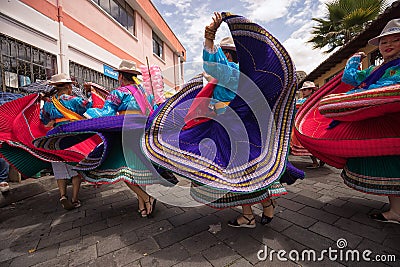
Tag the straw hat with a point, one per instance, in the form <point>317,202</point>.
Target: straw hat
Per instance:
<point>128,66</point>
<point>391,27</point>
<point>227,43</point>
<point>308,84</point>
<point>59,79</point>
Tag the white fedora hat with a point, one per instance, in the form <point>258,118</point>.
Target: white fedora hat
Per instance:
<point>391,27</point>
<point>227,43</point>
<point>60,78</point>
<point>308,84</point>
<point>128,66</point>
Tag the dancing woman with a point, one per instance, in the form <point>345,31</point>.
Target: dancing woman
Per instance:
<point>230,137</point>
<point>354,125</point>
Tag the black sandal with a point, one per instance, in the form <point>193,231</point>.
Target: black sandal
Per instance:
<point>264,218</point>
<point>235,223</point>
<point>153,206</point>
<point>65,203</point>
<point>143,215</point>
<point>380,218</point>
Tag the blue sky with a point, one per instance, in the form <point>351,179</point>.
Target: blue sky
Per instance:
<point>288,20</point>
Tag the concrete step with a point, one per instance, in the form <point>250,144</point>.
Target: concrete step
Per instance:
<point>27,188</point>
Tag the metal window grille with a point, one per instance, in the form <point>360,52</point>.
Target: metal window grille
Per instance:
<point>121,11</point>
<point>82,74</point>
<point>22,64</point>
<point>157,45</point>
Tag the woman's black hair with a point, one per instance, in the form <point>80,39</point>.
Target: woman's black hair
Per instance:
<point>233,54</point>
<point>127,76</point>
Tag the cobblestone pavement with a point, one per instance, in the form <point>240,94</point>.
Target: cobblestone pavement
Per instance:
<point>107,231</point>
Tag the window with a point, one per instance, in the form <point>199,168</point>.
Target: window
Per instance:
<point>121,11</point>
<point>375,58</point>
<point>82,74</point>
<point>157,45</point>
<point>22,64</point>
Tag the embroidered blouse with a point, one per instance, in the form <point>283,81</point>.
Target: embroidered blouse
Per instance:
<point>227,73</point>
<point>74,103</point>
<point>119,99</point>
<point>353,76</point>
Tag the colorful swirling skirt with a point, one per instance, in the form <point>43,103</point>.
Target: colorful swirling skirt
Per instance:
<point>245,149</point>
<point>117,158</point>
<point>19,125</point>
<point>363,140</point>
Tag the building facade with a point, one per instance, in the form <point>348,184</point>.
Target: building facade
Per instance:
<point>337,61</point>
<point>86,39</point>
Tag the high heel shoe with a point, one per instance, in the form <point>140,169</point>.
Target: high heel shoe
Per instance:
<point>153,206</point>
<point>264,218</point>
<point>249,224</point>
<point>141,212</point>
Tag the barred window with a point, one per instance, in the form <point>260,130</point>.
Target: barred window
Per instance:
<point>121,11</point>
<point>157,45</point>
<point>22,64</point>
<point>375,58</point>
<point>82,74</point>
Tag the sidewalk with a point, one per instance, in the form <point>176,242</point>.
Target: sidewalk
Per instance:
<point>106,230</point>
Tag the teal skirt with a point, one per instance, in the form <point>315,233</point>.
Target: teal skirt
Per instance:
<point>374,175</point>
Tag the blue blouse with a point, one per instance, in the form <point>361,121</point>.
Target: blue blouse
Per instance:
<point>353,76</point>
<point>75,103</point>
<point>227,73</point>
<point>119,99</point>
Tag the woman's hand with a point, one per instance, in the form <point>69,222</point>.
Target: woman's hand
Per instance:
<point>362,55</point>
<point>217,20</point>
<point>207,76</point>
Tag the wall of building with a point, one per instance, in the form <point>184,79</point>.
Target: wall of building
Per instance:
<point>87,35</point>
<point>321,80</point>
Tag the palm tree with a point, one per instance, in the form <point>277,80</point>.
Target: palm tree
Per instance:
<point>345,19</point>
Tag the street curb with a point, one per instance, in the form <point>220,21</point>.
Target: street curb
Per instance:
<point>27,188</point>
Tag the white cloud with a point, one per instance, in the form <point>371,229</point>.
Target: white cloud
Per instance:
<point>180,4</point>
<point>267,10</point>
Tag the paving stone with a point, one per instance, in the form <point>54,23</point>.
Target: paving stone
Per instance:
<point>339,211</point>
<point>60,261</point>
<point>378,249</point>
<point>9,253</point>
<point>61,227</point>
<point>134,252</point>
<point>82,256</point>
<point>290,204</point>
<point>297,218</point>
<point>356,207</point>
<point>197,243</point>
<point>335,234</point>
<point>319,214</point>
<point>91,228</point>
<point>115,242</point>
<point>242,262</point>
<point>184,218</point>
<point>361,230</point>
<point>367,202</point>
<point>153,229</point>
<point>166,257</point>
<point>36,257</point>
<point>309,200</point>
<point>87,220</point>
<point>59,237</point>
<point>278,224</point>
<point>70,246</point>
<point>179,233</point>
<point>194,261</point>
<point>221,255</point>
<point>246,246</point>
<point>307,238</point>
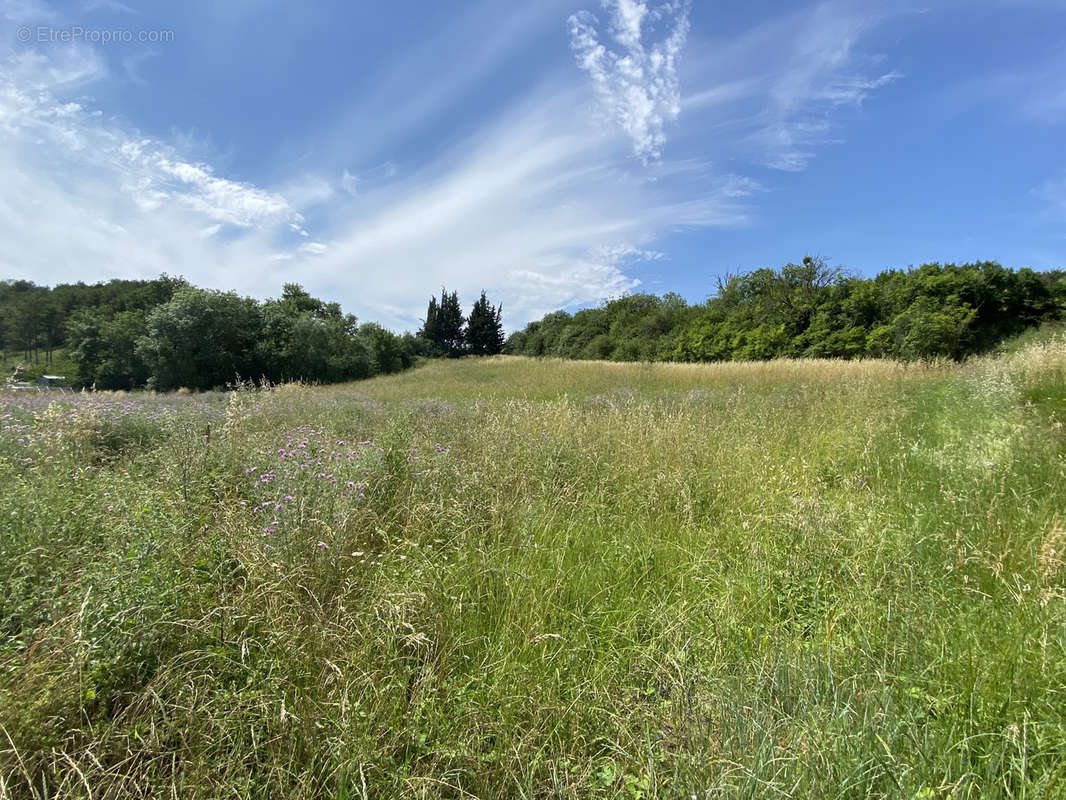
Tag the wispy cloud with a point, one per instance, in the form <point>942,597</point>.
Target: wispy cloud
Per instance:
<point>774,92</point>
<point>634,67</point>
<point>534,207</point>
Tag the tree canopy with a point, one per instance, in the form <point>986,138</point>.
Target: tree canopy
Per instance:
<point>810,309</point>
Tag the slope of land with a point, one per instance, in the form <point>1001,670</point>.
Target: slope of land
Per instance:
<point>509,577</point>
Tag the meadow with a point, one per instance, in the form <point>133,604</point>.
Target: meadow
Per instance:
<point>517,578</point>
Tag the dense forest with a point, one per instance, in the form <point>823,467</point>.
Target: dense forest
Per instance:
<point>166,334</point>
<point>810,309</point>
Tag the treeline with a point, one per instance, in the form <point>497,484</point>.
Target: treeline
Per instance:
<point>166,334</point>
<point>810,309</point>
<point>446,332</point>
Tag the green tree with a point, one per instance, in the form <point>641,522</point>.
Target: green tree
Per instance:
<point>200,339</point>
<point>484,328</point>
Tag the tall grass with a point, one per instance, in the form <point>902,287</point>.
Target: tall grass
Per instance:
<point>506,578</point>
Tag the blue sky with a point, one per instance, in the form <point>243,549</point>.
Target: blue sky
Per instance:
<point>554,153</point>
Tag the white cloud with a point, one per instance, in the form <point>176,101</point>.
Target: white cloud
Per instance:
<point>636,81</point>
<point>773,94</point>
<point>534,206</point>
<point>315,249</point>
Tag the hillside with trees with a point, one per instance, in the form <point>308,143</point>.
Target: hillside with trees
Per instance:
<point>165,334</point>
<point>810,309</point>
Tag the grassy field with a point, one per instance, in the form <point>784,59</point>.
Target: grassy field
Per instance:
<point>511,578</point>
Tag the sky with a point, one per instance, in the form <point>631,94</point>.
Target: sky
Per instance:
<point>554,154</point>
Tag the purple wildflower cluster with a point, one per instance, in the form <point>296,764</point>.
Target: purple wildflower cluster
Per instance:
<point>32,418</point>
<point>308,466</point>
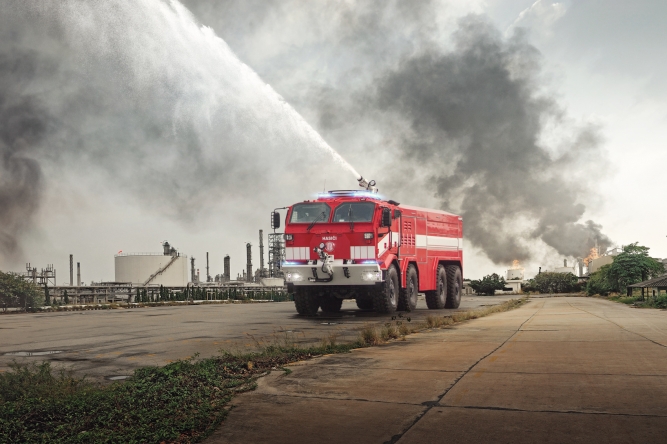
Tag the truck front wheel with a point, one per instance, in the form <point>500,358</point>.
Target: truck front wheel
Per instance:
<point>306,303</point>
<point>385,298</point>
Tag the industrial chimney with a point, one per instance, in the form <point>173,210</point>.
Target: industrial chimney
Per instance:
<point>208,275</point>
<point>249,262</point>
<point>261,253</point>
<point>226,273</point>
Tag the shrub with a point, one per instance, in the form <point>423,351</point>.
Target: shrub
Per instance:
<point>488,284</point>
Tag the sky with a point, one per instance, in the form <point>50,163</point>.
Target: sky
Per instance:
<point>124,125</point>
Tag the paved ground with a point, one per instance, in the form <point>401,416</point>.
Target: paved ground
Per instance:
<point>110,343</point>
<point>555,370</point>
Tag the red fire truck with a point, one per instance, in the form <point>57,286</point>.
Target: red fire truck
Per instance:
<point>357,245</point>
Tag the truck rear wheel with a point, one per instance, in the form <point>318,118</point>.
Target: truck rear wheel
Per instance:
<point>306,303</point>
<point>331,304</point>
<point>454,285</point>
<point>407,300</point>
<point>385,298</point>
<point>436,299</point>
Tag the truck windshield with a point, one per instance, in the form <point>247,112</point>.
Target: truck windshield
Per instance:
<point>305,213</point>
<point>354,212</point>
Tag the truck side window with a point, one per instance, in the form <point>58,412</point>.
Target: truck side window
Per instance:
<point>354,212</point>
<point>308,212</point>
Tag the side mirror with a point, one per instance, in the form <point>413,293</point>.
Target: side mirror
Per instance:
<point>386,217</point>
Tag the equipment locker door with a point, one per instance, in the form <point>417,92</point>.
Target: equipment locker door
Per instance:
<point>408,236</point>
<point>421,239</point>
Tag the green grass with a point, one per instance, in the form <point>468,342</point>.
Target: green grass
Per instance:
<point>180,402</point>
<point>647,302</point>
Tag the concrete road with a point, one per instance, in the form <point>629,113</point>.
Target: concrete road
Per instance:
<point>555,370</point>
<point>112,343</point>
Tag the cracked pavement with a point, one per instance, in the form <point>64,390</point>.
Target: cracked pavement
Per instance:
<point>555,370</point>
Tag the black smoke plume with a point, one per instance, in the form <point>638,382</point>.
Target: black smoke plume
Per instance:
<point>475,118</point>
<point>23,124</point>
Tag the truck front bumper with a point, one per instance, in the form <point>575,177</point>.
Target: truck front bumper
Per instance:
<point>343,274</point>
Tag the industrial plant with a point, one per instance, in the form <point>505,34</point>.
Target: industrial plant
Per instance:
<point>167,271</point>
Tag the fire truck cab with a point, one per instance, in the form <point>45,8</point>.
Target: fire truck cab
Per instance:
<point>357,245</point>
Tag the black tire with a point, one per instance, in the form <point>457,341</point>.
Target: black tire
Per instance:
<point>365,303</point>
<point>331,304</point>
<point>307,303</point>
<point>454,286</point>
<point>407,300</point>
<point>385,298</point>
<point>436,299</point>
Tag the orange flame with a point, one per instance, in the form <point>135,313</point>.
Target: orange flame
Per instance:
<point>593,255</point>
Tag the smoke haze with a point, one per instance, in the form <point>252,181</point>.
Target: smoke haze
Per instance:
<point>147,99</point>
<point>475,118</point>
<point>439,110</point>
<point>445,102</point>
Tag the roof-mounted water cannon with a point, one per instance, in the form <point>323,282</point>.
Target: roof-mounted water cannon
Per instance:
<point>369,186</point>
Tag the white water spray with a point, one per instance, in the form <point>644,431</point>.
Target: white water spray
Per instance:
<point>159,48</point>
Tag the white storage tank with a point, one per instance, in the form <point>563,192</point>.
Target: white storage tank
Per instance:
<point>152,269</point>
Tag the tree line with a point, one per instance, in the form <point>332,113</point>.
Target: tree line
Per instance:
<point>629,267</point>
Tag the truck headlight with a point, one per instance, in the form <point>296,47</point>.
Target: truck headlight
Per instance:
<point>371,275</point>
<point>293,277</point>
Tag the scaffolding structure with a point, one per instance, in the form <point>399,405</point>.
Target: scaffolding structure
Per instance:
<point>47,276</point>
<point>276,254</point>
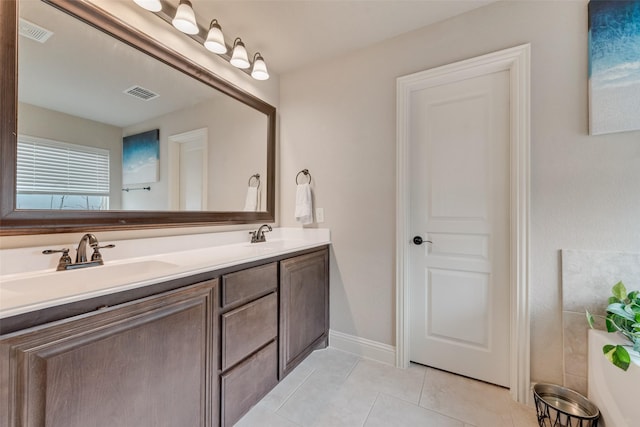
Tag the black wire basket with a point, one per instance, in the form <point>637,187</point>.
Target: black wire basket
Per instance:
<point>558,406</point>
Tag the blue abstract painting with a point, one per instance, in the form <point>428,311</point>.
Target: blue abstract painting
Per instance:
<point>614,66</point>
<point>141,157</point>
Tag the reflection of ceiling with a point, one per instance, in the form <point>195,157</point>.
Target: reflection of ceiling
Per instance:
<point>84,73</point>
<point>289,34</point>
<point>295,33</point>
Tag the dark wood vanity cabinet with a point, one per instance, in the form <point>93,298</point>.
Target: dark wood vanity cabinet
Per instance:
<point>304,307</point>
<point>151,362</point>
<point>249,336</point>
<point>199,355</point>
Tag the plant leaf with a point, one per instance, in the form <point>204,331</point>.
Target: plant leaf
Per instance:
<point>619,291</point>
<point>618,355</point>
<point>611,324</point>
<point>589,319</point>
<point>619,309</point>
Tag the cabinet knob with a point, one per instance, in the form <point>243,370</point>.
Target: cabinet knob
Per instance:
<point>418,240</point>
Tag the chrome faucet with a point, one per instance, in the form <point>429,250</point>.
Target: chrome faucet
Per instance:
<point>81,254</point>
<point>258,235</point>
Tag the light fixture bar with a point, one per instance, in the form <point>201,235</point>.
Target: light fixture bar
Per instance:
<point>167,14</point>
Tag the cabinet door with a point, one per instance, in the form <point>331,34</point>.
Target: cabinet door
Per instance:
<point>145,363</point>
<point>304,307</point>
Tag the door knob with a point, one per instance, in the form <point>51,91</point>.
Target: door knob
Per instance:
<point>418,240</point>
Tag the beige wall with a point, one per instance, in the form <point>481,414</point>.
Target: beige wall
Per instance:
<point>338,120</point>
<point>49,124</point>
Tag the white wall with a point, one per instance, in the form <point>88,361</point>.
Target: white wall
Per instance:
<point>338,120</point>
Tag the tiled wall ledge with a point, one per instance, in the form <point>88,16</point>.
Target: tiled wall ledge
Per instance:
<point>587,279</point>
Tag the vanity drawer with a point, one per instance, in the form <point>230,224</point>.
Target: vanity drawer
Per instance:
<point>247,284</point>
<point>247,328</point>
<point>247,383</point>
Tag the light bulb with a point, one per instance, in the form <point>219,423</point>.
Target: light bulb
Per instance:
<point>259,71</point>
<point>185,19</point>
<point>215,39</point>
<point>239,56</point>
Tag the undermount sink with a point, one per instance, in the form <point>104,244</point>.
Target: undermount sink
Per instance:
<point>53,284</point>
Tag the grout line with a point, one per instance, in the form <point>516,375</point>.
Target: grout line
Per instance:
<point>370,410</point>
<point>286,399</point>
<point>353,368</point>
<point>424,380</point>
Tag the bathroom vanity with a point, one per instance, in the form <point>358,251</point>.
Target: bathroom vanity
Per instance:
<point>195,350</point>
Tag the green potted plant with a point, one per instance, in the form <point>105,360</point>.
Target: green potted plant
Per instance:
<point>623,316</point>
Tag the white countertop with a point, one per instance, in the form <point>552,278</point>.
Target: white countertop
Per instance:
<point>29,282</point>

[WHAT TO DO] Lines in the listing above that contain the word "blue" must be copied; leave out the rest.

[RESPONSE BELOW]
Tag the blue sky with a point, one per instance, in the form <point>351,179</point>.
Target: blue sky
Tag the blue blouse with a point, one per instance, in the form <point>361,121</point>.
Target: blue blouse
Tag the blue sky with a point, one per instance, in the form <point>243,549</point>.
Target: blue sky
Tag the blue abstract painting with a point, one per instance, in the form <point>428,311</point>.
Target: blue abstract painting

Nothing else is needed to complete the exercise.